**Stored entries**
────────────────

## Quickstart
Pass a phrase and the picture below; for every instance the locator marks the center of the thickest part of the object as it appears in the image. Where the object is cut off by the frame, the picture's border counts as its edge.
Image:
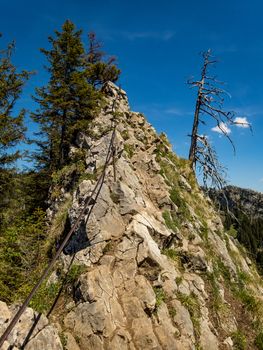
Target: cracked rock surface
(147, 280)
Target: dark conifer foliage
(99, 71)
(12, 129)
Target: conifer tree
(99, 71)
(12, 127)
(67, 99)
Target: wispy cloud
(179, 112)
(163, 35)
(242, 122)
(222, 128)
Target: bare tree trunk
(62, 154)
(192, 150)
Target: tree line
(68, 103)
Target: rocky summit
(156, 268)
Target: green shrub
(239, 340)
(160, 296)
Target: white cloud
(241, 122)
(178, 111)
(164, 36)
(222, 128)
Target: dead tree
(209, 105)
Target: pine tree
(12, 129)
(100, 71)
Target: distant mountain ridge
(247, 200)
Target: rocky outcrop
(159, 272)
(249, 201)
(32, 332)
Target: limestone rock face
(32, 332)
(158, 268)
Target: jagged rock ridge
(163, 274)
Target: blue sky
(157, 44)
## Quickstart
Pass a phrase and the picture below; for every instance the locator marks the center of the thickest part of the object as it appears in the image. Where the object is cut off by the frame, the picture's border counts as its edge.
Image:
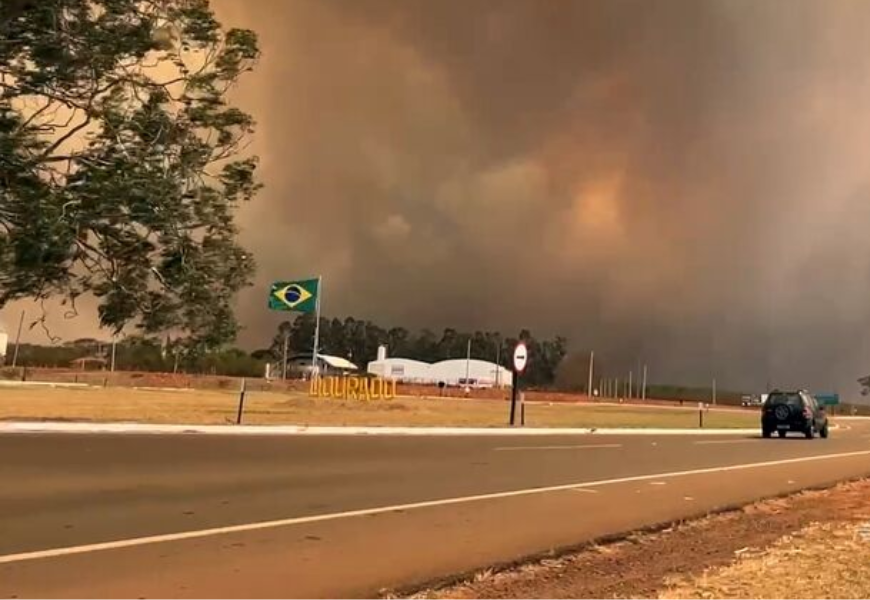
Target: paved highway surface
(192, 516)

────────────────

**THE REQUEST**
Can you quote the entire listing above word for word, leaving the pictures out?

**TASK ANSWER**
## Quickstart
Pass a phrase and the picture below; for every instance the locator marks the center of the thickest part of the object as it appears in the image. Where the object is cut off by the frame, the picture's border counts as its edge.
Image:
Target: cracked rock surface
(147, 280)
Target: dark conifer foliage
(99, 71)
(12, 129)
Target: conifer tree
(99, 71)
(12, 127)
(67, 99)
Target: wispy cloud
(179, 112)
(163, 35)
(242, 122)
(222, 128)
Target: bare tree trunk
(62, 154)
(192, 150)
Target: tree line
(68, 103)
Target: rocky summit
(156, 268)
Target: green shrub
(239, 340)
(160, 296)
Target: white cloud
(241, 122)
(178, 111)
(164, 36)
(222, 128)
Target: dead tree
(209, 105)
Target: pine tree
(12, 129)
(100, 71)
Target: distant mountain ridge
(247, 200)
Target: rocky outcrop
(159, 272)
(249, 201)
(32, 332)
Target: limestone rock face
(32, 332)
(158, 268)
Target: jagged rock ridge
(163, 274)
Target: blue sky
(157, 44)
## Quickstart
Pass a phrase and the picture below; for every instance the locator marks the center of the thickest part of the object as it appears in the image. Where the object is cut off by the frame, the picture's border counts as its edge.
Image:
Target: paved highway surface
(192, 516)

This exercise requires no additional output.